++++ Data section ++++

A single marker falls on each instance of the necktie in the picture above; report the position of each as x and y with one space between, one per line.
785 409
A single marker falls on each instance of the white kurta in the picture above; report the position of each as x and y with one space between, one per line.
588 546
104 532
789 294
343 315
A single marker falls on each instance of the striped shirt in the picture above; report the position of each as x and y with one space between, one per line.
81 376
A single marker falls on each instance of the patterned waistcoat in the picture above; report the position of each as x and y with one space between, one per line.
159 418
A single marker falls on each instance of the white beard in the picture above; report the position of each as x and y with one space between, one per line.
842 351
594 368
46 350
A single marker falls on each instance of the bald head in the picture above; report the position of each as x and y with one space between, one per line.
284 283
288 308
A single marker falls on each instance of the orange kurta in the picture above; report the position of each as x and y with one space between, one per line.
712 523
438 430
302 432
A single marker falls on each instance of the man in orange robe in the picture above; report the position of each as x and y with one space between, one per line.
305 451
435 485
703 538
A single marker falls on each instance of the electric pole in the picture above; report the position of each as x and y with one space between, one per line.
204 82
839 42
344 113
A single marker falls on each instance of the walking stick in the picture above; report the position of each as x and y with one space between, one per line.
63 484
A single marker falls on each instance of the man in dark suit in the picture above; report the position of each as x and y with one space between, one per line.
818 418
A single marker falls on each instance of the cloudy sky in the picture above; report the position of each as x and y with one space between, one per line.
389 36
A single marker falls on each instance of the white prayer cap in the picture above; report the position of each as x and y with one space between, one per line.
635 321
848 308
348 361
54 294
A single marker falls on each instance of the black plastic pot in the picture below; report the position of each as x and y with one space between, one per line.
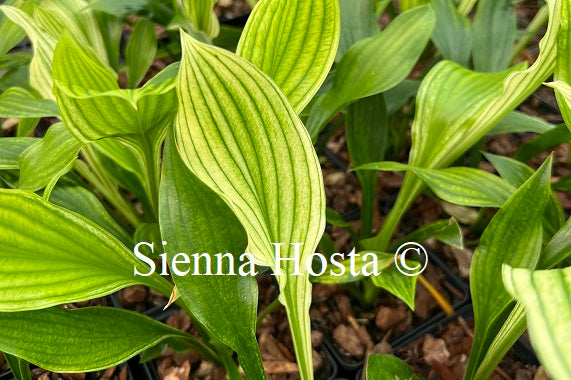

++++

> **Aim of the exercise**: How many lines in the records above contain the word "white"? Reply with the number alone.

> **Exercise output**: 3